What this task involves ▸
Convert the lines below into a numbered list that starts at the line containing "Place one marker on each instance of the baseball in" and runs through the final line, both included. Leave out any blank lines.

Entries supplied ▸
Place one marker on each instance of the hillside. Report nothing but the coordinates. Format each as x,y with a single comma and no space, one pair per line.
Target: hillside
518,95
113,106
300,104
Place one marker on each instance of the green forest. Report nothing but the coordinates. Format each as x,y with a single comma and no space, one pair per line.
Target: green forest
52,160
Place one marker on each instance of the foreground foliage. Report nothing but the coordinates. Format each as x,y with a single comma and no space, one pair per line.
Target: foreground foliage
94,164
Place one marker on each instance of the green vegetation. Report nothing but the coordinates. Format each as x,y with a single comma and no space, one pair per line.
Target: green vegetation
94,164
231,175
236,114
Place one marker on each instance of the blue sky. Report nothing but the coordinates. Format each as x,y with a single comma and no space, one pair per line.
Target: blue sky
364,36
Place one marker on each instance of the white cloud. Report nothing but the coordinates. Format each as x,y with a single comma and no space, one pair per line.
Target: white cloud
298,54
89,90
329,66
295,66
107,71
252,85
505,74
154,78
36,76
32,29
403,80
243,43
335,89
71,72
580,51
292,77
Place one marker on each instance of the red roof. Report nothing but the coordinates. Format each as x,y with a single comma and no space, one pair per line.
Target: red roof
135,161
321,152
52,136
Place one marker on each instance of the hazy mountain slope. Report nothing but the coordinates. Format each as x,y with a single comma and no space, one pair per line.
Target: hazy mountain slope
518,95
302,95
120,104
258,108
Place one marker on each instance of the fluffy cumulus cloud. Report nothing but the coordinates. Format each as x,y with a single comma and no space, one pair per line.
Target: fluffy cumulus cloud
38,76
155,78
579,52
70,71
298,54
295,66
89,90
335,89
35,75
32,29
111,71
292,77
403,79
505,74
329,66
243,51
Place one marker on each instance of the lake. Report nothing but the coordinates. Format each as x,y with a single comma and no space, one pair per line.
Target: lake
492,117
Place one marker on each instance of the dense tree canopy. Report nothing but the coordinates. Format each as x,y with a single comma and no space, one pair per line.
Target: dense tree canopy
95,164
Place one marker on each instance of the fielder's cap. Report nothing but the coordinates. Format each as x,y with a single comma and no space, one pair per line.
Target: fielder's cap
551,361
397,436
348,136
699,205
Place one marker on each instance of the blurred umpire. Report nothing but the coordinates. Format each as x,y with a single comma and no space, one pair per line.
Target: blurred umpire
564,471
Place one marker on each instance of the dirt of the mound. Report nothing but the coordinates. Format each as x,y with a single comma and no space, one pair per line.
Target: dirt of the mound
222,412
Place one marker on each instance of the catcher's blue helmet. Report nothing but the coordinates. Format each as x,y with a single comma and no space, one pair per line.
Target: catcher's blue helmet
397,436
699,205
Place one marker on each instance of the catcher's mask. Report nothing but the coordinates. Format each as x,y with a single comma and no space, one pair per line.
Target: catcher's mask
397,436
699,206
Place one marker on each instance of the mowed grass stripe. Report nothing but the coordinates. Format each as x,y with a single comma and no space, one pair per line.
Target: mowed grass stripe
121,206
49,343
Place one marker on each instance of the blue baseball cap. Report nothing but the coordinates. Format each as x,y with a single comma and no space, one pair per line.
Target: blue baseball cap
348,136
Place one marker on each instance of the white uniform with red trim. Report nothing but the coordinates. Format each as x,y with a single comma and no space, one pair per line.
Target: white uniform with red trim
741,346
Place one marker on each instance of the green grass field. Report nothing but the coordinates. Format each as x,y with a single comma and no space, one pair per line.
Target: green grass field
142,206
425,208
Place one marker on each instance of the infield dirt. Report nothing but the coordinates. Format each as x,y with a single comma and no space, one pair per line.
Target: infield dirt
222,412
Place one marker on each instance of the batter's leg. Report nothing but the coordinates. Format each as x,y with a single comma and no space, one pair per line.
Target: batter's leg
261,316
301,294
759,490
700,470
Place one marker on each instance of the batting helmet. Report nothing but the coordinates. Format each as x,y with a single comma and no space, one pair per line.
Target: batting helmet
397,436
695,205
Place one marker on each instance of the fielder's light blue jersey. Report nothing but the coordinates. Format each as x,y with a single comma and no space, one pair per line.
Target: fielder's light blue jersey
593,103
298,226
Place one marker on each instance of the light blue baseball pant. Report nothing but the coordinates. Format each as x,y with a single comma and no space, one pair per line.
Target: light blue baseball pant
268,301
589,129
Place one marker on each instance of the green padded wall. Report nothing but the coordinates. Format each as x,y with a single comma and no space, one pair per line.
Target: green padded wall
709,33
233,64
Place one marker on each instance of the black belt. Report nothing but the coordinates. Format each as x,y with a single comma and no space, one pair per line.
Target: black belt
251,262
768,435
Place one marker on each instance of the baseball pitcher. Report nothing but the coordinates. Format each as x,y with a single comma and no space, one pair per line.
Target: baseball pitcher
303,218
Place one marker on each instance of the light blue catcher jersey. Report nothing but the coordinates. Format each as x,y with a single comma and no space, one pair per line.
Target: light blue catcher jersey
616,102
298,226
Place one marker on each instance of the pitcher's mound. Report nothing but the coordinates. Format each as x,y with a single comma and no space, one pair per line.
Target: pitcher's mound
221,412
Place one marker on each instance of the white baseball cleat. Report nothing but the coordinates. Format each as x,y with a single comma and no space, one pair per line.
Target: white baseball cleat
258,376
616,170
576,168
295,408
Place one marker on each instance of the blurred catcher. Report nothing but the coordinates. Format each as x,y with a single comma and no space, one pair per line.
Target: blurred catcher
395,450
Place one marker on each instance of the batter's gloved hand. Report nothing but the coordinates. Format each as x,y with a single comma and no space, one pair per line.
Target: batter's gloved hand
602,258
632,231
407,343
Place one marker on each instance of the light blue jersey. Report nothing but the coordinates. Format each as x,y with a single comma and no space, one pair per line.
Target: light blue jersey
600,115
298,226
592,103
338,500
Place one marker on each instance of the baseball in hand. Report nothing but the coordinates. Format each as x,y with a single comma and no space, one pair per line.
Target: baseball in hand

Solution for this problem ▸
1. Place one marker on each instance of the baseball in hand. Report nothing but the coordinates. Format each as x,y with a single comma and no space, one pair per line.
2. Target: baseball in hand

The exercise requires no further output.